===== DOCUMENT SEGMENT

Researchers Create Biomarker that May Help Identify Children Developing Autism

A Duquesne research team has created accurate biomarker measurements that may help identify children who are developing autism.

Dr. Howard Kingston
Dr. Howard Kingston

The biomarker readings, which relate chemical toxin exposure to behavior in children with autism, allow doctors to medically assess the trending of a child and enable early intervention in the child’s care to improve the patient’s health in many cases.

“One of the issues was that doctors couldn’t treat autism without a diagnosis, but by that time brain damage had already occurred,” said Dr. Howard “Skip” Kingston, professor of chemistry and biochemistry at Duquesne’s Bayer School of Natural and Environmental Sciences. “We may be able to intervene and treat patients before brain pathology worsens.”

The Duquesne research team is in the process of validating 21 biomarkers that help identify neurodevelopmental, neuropsychiatric, and neurodegenerative diseases.

Working with Dr. Scott Faber, a scholar in residence in the chemistry and biochemistry department and a medical doctor who specializes in Developmental Pediatrics and autism, the team conducted a variety of studies during the past 13 years, many focused on the chemical and heavy metal toxin levels and immune systems of children with autism.

“More than a decade ago, it was believed that autism was a solely genetic, psychiatric disorder,” Kingston said. “Since then, our research team, along with others in this field, has found that autism is a physical disease and as a result, autism is covered by health insurance in Pennsylvania and many other states.”

In a study published in Analytical Chemistry, the researchers created a way to accurately measure glutathione in two states (reduced and oxidized) simultaneously.  In a study published in Free Radical Biology and Medicine, children with autism had lower levels of reduced/oxidized glutathione ratios in their blood, making them more susceptible to neurological damage from exposure to toxins in their daily lives.

==========

WHAT THIS EXERCISE ASKS
[1] Answer these questions from the article on the autism biomarker research:
(a) How many biomarkers is the Duquesne team validating?
(b) Over how many years did the team carry out its studies?
(c) Which journal published the study on measuring glutathione in two states at once?
[2] Carry on the article about the Duquesne autism biomarker research, starting right after its last sentence.
The data that comes after this article is separate material and has nothing to do with it.

===== DATA SECTION

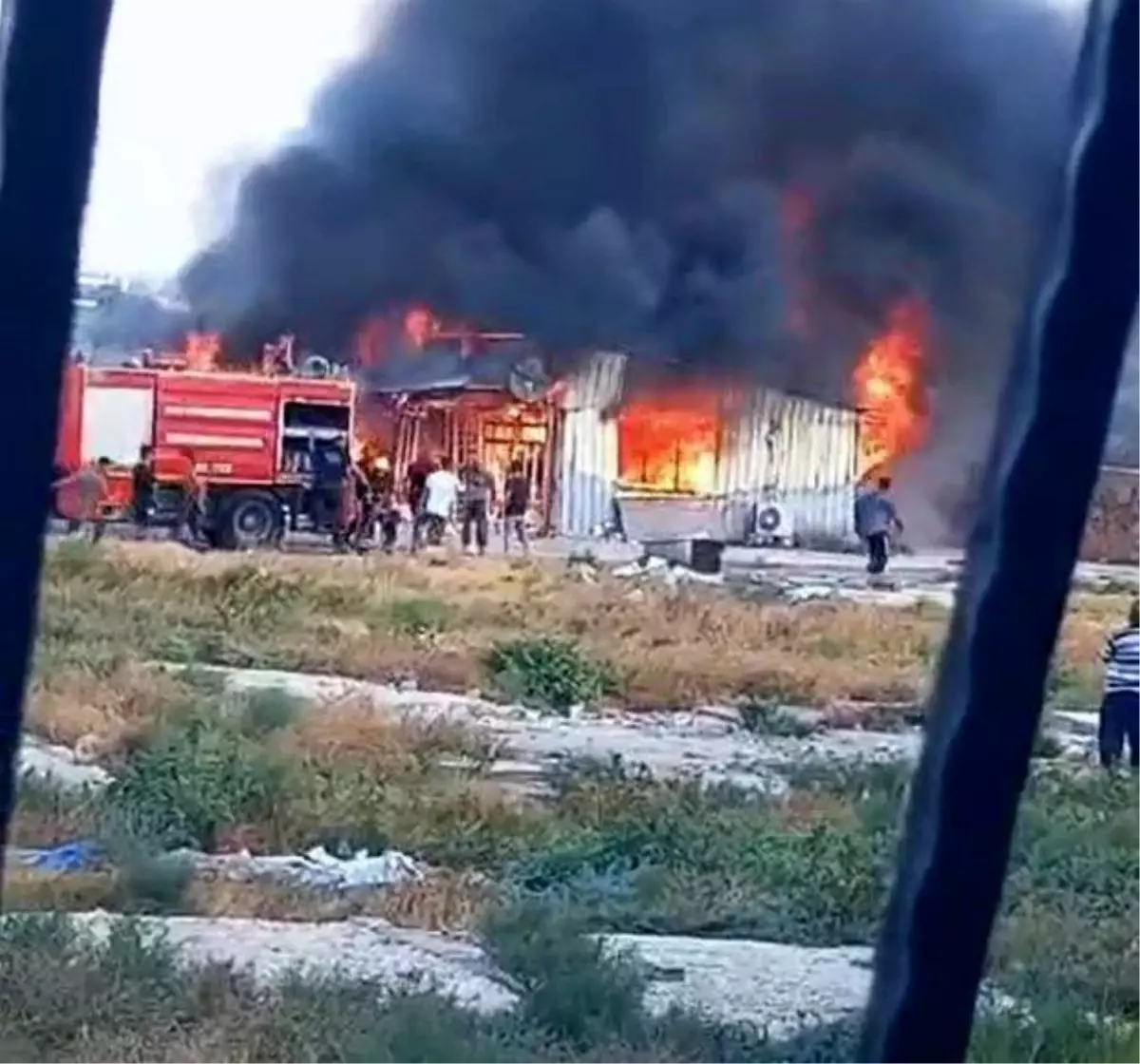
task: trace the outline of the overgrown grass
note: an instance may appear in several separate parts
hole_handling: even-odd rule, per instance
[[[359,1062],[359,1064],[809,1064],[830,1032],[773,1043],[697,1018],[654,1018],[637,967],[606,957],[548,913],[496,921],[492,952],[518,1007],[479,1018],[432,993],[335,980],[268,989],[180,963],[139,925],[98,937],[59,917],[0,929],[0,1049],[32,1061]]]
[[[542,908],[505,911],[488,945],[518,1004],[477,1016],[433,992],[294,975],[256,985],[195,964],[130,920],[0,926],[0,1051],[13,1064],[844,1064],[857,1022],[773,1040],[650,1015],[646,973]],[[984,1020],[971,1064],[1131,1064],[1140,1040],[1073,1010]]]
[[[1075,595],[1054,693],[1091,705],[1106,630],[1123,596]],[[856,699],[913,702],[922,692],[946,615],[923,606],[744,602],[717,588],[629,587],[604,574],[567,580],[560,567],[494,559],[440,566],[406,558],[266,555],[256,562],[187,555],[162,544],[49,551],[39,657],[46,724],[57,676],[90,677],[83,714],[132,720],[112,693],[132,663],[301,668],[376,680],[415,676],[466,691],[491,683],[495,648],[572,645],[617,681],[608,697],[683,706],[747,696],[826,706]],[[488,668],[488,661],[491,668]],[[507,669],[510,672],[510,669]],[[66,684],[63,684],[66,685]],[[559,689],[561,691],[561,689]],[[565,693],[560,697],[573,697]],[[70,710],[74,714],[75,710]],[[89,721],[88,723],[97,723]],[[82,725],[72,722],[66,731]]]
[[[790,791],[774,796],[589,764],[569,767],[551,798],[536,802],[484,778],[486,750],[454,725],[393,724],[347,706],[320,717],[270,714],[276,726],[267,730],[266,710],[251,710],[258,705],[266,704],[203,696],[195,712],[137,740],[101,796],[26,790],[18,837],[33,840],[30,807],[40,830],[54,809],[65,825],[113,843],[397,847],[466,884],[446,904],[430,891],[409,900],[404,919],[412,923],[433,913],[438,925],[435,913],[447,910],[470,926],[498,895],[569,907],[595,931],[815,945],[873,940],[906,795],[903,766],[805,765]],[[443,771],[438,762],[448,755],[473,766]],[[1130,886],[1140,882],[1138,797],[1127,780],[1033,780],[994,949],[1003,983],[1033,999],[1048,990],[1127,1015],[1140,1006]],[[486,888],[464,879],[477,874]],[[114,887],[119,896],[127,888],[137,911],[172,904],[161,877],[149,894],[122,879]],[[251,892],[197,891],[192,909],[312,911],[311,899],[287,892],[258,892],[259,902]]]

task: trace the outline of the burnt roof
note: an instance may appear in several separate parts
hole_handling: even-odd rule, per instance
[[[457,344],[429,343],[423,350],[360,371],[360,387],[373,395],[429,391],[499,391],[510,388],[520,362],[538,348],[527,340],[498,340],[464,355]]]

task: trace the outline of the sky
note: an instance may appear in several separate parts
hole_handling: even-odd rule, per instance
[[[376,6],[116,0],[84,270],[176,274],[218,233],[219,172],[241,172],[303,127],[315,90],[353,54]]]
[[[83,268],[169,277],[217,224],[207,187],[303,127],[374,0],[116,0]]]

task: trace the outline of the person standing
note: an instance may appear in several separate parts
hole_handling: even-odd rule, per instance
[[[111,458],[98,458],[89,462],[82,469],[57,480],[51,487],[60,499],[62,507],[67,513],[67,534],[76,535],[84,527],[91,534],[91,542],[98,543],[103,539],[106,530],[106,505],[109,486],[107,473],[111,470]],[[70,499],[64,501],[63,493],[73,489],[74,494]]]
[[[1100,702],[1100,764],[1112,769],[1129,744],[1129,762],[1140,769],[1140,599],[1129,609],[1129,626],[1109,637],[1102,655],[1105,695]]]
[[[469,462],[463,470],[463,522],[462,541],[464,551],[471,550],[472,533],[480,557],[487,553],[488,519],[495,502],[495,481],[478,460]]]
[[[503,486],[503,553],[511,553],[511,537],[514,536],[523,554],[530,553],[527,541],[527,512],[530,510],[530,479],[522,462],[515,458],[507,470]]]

==========

YOUR WRITTEN ANSWERS
[1]
(a) 21
(b) 13 years
(c) Analytical Chemistry

[2]
Another study from the research team, published in Nature Scientific Reports, demonstrated for the first time that accumulated toxins known as persistent organic pollutants in the blood of children with autism places them higher in behavioral severity on the Autism Diagnostic Observation Schedule.

Today, the Duquesne team is developing biomarker testing methods where a mother can draw blood from a finger prick and place it on an absorbent paper in a blood card, which is then measured by a mass spectrometry detector to determine levels of glutathione and other biomarkers. From the instrument’s readings, researchers may be able to identify children at risk of developing autism.  The test results can then be used to guide medical professionals in their therapeutic intervention regimens early in the disease progression. Applied Isotope Technologies and QualeVita Diagnostics are two companies preparing to make these biomarkers tests commercially available.

“This is the future of medicine,” said Kingston, noting that several universities and medical schools are following Duquesne’s lead by acquiring extraction and mass spectrometry instruments to conduct biomarker testing following the scientific papers published by Duquesne University’s team.

Currently in the United States, one in 59 children have Autism Spectrum Disorder, which is up from one in 150 children in 2000, according to the U.S. Centers for Disease Control and Prevention.